Problem requirements
Copy exactly the lines of the records below, and only those lines, beginning with the line that contains "Check that every instance of the solar panel row" and ending with the line that contains "[[214, 88], [282, 322]]".

Material for this task

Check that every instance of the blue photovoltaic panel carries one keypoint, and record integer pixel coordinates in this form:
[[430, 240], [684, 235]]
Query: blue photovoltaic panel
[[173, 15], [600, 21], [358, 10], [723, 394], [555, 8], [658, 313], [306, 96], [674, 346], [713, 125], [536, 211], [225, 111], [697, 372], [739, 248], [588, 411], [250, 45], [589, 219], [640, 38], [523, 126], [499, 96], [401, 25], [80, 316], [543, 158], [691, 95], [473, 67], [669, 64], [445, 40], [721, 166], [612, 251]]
* * *
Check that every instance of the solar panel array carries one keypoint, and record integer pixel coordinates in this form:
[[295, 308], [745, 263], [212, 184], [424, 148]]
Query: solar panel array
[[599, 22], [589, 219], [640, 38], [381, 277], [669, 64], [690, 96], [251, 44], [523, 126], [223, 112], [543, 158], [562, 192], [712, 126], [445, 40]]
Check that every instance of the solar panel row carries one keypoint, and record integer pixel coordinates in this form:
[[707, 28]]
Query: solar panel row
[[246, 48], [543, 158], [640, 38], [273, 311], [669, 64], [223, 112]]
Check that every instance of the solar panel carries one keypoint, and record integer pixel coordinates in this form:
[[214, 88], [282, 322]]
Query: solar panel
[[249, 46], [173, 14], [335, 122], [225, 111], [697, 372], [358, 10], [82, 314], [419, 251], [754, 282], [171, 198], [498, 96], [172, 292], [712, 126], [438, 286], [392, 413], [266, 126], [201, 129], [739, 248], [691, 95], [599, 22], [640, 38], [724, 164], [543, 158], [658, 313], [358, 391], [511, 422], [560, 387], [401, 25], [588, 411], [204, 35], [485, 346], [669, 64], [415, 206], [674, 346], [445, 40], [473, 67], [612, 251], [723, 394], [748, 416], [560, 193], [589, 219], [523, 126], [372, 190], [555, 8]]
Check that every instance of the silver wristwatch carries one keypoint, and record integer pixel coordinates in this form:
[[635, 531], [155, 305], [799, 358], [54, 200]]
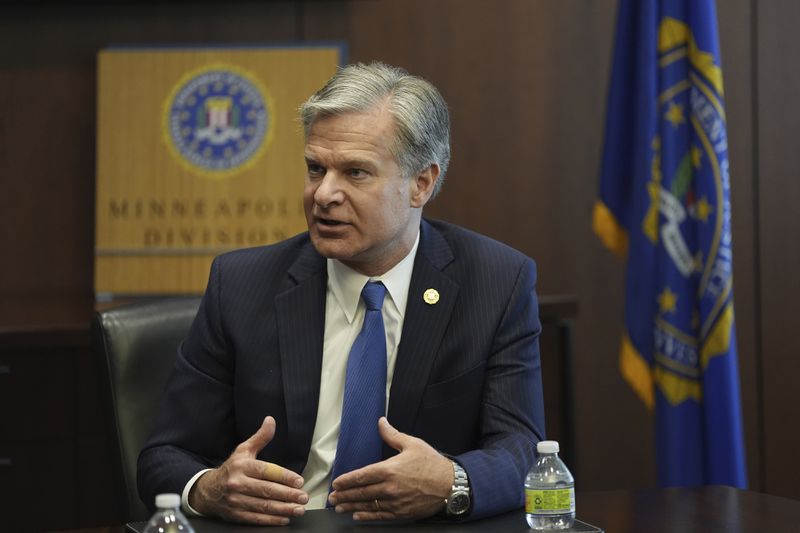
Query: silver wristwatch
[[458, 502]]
---
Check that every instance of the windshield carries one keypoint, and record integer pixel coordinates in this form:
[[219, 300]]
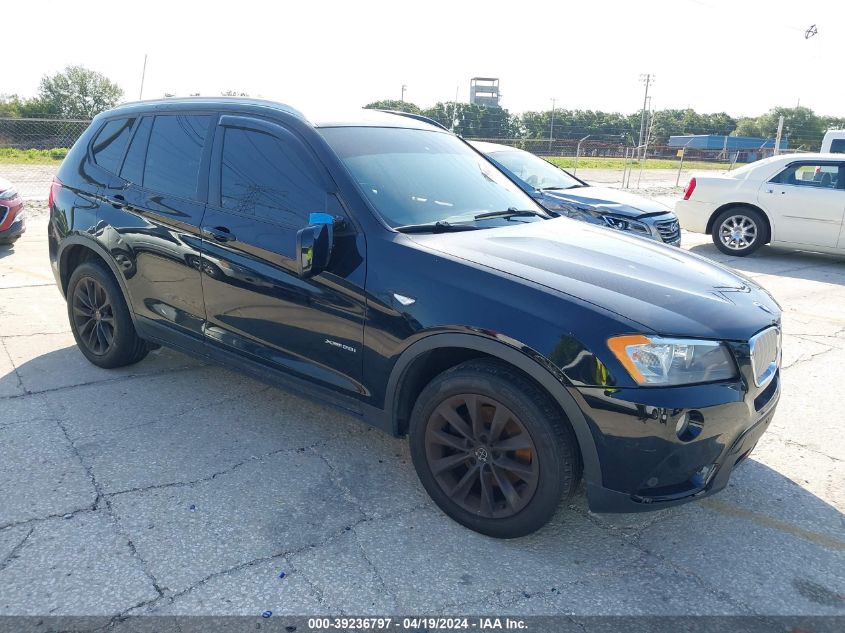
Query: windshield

Task answer
Check that every instance of the solar panel row carries one keypoint, and record integer pixel coordinates in this form:
[[707, 28]]
Query: solar panel row
[[246, 48], [543, 158], [640, 38], [273, 311], [669, 64], [223, 112]]
Check that every instance of the solar panel carries one keypoint, and record integer pixel coordinates in this form:
[[214, 88], [282, 322]]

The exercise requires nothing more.